#### [Your goal]
Write out every line from the first item through the line containing "138;90;165;232", both included, and add 42 to each box coordinate in the answers. Leave all other numbers, including the format sample, unchanged.

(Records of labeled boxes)
◇ ◇ ◇ ◇

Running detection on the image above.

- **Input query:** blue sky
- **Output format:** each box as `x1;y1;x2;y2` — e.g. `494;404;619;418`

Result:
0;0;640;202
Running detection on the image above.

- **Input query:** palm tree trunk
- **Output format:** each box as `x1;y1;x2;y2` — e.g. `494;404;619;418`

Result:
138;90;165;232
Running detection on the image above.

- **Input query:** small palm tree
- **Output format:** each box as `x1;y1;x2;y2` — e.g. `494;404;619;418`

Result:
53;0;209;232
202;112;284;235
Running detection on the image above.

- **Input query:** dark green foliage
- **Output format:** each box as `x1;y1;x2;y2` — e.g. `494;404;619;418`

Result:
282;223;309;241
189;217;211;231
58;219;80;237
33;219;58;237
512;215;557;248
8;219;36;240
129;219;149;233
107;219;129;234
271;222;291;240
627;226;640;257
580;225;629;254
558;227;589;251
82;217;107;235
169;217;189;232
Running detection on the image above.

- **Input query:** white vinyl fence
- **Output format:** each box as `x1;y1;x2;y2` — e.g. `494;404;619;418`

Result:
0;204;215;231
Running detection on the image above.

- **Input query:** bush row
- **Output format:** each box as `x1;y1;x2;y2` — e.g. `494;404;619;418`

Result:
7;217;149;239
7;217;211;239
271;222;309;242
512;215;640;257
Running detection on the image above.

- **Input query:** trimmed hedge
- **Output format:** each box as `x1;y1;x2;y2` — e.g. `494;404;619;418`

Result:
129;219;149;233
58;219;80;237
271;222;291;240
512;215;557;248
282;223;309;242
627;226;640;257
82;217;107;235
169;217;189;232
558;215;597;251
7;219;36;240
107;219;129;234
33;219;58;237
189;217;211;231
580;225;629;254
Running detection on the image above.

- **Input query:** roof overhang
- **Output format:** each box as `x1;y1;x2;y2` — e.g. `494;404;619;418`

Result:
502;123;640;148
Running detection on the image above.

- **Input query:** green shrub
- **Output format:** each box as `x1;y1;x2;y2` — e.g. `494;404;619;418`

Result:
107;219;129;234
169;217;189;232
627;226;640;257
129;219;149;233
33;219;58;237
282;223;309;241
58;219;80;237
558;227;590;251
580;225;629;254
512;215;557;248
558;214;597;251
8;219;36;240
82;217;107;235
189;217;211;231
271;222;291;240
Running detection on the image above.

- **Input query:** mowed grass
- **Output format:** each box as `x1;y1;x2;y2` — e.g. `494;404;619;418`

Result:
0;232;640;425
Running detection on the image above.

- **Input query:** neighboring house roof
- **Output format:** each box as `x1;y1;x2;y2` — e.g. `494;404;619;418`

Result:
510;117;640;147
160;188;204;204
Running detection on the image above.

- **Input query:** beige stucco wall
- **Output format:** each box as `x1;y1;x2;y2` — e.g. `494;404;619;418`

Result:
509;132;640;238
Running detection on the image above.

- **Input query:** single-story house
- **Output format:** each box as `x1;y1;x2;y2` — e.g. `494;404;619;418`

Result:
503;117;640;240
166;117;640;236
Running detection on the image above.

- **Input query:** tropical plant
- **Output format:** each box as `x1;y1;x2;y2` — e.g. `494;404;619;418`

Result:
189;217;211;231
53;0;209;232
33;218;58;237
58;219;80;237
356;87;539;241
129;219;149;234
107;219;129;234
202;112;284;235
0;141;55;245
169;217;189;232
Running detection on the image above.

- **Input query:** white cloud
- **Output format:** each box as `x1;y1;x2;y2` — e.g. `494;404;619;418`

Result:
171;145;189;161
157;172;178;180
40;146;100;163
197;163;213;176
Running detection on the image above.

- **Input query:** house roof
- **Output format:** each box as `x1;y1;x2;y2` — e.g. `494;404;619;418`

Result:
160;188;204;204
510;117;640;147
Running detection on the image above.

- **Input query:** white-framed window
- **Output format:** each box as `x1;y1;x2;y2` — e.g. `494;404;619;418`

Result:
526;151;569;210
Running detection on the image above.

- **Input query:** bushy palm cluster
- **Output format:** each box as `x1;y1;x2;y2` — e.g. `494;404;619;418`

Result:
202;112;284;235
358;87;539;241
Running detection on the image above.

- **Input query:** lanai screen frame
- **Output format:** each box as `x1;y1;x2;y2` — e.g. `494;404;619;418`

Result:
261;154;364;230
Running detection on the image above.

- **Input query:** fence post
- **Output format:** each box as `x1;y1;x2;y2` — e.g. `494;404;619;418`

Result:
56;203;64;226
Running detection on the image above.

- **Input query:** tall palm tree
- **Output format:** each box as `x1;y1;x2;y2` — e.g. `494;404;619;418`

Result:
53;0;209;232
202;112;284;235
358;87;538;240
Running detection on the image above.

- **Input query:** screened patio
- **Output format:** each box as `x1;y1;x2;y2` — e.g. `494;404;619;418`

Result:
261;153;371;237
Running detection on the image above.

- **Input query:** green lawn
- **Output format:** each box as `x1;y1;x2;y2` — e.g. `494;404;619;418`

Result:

◇ ◇ ◇ ◇

#### [Response for this exercise]
Running detection on the image above.

- **Input query:** blue sky
- **Output format:** each box as `x1;y1;x2;y2` — e.g. `494;404;619;418`

Result:
42;42;682;244
Running detection on the image above.

- **Input query:** palm tree trunk
- **Output format:** each box as `x1;y1;x2;y2` — e.g. `494;404;619;418`

Result:
180;132;207;274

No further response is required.